[Point localization data]
* * *
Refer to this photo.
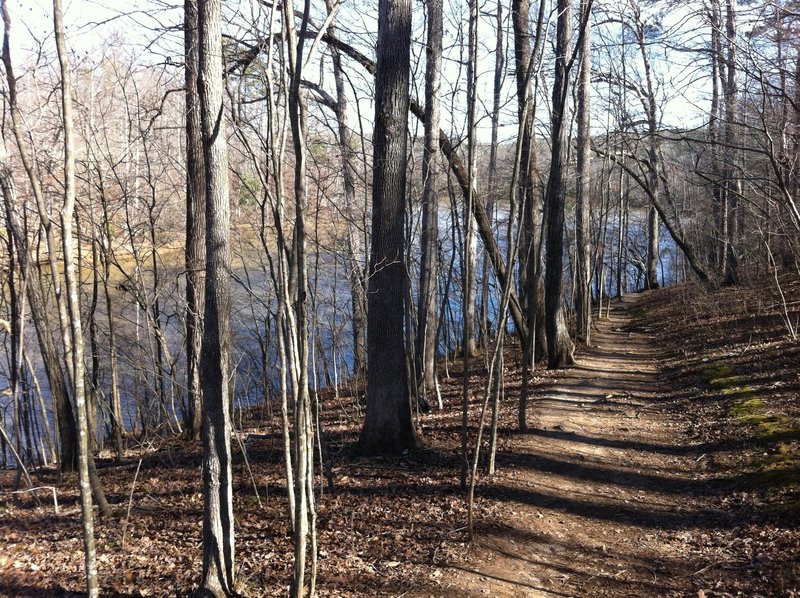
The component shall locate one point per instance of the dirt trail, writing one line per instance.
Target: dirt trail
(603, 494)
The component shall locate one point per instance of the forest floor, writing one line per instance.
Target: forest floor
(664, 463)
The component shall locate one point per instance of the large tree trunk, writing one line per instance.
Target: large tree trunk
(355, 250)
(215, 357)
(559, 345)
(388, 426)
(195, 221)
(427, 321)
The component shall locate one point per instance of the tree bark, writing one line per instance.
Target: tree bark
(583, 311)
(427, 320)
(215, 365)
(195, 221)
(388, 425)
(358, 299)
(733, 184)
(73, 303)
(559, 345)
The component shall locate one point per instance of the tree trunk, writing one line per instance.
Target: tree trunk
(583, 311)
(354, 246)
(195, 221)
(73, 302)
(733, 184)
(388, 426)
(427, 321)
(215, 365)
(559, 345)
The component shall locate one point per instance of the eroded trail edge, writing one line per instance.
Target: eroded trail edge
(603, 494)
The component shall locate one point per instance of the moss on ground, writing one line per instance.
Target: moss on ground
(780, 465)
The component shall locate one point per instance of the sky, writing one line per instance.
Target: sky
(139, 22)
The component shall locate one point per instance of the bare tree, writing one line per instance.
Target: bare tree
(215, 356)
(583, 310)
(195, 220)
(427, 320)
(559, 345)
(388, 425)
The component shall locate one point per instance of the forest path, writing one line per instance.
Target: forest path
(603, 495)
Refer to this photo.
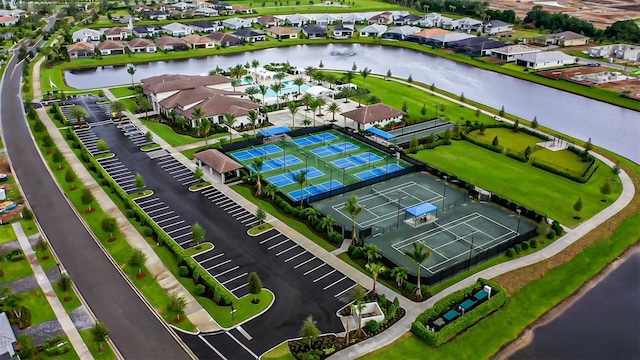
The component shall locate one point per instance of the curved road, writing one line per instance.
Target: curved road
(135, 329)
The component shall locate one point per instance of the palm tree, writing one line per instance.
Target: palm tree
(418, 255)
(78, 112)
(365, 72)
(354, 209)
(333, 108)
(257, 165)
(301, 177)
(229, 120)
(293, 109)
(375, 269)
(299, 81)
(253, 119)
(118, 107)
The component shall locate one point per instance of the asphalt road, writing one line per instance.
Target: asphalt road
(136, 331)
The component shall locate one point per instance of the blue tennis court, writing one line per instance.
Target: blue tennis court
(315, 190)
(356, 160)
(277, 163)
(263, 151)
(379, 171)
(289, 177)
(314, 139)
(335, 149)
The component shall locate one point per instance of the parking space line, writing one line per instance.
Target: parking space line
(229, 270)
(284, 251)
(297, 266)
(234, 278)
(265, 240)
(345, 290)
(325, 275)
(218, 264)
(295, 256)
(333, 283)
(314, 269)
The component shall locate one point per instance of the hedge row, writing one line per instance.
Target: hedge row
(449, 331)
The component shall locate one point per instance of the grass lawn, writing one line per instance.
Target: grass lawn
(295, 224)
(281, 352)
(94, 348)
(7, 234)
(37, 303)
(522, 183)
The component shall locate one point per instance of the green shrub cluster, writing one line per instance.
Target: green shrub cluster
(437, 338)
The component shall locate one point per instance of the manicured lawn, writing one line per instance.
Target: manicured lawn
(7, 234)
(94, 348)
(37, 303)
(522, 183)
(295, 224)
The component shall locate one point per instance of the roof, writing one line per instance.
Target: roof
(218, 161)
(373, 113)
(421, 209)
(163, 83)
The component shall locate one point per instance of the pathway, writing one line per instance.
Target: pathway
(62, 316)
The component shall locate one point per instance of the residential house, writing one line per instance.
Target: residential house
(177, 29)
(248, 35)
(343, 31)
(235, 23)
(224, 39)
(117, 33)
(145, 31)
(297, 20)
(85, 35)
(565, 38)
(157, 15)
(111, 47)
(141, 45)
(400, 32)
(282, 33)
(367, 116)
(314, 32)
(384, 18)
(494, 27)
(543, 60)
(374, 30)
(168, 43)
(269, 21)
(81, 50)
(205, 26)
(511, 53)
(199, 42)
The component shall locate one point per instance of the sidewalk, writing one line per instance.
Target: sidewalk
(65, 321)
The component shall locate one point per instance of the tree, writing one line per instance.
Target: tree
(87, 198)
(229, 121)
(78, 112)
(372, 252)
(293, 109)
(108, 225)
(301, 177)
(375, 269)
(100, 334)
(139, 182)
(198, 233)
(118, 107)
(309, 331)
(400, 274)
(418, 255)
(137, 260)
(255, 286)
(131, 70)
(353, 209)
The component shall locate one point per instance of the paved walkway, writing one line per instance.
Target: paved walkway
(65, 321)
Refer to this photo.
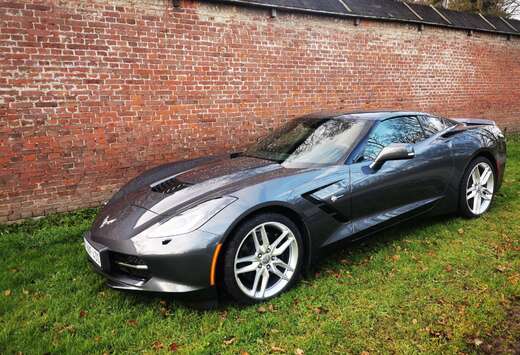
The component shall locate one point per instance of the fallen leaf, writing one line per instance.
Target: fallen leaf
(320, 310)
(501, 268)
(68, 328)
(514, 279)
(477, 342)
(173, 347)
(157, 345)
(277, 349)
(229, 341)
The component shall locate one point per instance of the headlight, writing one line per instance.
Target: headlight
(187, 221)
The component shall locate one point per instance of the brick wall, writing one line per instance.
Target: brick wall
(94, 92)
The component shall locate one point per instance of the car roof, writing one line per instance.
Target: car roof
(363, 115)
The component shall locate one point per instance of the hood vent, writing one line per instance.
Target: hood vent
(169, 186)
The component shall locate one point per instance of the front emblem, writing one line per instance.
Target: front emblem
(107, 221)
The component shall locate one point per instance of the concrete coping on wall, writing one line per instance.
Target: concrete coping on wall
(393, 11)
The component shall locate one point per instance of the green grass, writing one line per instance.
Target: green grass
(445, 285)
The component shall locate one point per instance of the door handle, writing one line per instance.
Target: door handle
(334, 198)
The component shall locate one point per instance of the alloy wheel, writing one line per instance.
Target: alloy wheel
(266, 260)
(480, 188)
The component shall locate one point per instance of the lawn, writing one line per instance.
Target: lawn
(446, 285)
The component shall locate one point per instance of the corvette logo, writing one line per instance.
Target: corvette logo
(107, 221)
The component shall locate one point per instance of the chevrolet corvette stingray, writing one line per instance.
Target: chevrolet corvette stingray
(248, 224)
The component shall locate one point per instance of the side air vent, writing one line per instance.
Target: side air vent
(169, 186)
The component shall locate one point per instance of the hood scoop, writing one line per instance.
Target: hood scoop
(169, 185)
* * *
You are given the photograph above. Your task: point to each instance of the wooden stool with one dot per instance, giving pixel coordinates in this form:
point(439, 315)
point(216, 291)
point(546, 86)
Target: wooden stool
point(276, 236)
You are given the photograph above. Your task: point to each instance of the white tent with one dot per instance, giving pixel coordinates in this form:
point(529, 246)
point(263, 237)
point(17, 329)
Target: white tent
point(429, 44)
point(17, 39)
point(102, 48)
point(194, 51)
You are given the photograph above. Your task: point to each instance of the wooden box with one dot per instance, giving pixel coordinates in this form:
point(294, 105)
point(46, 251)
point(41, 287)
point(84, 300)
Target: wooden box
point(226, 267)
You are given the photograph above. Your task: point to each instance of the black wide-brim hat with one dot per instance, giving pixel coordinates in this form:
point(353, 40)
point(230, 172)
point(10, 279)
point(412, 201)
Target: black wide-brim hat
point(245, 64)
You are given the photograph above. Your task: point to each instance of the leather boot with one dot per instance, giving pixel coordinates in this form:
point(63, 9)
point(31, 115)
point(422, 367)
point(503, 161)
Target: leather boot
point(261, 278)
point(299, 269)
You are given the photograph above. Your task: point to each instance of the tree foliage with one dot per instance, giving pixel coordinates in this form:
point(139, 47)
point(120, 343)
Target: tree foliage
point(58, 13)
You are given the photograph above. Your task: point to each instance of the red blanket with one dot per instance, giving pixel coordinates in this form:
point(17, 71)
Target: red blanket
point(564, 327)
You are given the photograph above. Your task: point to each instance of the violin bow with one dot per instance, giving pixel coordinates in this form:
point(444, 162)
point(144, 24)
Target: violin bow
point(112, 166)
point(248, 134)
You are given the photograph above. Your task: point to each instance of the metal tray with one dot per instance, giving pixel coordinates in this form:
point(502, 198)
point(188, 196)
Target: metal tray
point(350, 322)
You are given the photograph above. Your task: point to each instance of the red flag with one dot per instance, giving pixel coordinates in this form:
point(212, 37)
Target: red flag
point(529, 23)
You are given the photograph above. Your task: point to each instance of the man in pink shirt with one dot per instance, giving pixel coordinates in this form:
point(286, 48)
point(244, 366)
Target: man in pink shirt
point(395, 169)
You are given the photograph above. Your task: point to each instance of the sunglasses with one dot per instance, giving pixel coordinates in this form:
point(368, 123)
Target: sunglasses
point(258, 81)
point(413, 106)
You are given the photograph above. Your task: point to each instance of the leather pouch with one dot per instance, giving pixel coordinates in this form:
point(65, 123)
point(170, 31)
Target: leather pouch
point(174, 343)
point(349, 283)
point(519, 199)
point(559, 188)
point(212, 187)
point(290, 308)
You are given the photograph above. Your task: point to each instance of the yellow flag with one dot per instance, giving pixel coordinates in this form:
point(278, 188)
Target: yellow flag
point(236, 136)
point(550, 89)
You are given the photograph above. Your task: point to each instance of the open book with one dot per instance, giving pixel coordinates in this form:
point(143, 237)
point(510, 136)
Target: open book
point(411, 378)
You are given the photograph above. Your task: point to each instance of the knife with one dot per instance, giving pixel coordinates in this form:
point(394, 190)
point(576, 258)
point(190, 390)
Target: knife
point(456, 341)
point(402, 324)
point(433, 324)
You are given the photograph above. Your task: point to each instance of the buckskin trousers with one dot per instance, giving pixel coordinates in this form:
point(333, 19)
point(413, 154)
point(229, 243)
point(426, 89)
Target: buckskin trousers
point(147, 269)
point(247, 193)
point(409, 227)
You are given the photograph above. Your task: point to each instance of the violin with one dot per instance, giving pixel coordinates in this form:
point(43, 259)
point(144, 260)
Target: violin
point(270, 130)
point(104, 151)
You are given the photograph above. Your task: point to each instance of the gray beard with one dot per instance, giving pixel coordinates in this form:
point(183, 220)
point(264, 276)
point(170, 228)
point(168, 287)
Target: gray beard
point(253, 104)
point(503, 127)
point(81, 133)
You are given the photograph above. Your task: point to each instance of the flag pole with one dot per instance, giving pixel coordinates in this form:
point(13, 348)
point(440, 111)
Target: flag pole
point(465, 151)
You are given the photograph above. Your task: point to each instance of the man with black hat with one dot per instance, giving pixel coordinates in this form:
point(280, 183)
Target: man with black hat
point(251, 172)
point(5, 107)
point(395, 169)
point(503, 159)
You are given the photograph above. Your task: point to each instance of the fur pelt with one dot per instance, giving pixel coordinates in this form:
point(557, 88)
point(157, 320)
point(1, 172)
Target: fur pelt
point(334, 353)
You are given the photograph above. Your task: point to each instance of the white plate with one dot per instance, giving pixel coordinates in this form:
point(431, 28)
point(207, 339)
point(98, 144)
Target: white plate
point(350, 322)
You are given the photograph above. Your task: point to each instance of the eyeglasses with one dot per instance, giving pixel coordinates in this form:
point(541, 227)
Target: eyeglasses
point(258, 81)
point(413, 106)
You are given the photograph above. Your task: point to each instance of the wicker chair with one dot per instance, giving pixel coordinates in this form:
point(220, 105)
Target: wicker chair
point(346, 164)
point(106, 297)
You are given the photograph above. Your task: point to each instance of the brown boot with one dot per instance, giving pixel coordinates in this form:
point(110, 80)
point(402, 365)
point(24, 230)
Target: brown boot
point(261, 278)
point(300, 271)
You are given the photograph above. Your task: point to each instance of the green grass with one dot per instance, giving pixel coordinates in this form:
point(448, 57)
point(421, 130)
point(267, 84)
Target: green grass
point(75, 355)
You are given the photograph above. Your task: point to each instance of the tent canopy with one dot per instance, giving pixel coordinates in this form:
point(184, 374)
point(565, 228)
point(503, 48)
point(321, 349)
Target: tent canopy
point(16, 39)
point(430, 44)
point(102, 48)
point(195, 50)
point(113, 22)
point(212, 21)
* * *
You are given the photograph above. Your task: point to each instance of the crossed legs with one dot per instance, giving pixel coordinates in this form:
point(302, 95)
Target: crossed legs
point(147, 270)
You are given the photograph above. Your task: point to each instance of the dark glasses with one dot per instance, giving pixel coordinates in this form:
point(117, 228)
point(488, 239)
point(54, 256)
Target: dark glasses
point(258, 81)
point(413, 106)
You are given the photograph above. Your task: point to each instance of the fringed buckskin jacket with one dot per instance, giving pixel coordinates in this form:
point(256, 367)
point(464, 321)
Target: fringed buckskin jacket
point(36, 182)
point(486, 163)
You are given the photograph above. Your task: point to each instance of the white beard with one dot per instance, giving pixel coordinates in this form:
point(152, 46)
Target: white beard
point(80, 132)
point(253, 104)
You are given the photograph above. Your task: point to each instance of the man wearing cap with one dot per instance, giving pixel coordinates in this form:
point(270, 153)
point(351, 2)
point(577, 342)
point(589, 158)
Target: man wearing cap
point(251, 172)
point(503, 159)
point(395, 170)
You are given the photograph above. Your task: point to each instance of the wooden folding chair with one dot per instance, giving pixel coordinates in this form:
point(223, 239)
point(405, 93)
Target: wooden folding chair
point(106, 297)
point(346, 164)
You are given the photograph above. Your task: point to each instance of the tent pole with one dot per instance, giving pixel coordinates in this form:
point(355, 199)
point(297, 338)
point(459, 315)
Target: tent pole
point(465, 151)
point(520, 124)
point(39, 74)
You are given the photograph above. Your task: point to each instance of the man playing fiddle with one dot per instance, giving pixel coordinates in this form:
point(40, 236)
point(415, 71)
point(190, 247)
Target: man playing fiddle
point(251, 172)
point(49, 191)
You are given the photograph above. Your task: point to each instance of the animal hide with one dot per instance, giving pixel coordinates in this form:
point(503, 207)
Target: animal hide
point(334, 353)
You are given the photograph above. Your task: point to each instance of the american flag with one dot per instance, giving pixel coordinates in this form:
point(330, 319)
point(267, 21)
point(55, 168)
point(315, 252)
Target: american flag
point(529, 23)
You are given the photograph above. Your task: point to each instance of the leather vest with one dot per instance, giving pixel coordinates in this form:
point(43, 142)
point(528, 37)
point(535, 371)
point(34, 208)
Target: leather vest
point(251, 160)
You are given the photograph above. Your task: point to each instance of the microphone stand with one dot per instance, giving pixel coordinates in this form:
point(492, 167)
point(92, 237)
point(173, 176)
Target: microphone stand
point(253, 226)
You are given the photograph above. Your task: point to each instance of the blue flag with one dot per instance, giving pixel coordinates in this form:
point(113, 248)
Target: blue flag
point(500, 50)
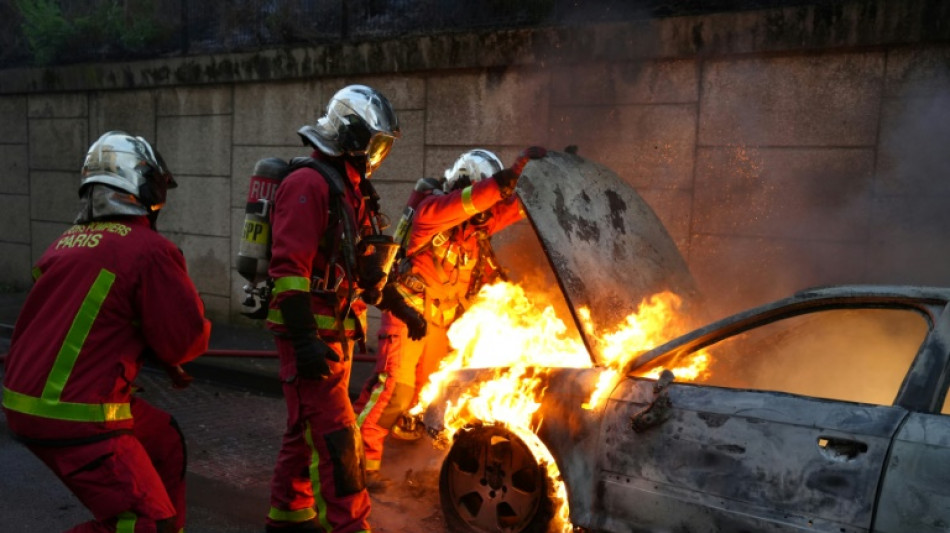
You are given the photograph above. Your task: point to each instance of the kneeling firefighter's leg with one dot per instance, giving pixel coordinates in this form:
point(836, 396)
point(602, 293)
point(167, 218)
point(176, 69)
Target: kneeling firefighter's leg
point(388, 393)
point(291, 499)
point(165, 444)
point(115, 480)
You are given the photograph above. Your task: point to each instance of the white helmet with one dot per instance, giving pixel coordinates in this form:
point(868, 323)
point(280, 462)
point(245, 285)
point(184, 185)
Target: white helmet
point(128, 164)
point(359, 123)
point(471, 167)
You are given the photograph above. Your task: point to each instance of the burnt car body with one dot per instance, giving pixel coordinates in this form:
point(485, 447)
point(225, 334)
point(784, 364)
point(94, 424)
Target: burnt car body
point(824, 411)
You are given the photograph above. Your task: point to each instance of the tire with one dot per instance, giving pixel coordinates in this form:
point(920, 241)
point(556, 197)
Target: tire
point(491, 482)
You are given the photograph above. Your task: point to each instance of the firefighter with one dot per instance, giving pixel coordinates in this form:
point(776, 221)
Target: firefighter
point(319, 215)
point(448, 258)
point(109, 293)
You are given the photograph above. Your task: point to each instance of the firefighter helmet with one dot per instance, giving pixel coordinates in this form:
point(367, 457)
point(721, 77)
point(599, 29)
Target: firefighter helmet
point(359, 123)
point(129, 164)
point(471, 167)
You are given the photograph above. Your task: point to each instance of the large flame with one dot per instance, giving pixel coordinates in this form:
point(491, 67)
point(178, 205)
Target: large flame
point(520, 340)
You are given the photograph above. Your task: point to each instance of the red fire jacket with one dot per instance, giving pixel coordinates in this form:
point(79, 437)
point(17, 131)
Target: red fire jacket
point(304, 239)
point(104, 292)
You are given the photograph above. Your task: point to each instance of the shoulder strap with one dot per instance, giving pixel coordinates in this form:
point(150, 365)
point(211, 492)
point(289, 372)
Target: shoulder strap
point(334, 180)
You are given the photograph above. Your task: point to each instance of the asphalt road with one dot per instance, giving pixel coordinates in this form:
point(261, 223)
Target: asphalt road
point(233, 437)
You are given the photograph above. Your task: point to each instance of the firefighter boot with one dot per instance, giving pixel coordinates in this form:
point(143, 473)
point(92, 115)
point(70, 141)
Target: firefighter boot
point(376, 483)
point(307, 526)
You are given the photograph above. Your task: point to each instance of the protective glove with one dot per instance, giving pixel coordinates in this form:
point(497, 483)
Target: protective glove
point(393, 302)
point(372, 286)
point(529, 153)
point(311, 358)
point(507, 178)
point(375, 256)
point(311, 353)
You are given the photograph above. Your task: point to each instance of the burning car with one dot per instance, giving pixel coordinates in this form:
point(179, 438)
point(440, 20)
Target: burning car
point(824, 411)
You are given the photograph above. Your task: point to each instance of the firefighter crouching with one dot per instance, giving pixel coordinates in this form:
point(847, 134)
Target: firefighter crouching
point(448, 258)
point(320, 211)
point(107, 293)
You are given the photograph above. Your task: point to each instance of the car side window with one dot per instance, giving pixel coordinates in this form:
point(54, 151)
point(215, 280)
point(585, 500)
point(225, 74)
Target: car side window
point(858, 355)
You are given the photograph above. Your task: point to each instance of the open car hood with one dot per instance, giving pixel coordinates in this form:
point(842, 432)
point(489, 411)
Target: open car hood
* * *
WORK ITEM - Your reply is to repeat, unchanged, the lines above running from the one with "point(599, 29)" up to and including the one with "the red fire".

RESULT OF THE EXERCISE -
point(599, 29)
Target: firefighter helmet
point(359, 123)
point(129, 164)
point(471, 167)
You are given the photograph above. Your task: point to each instance of the large flame with one dot per instance, giving pixel coordinates in this form:
point(491, 67)
point(178, 205)
Target: large flame
point(520, 340)
You are given the photograph above. Your task: point to each instance of the red fire jacket with one dot per instance, giving pixel coordinates in this form:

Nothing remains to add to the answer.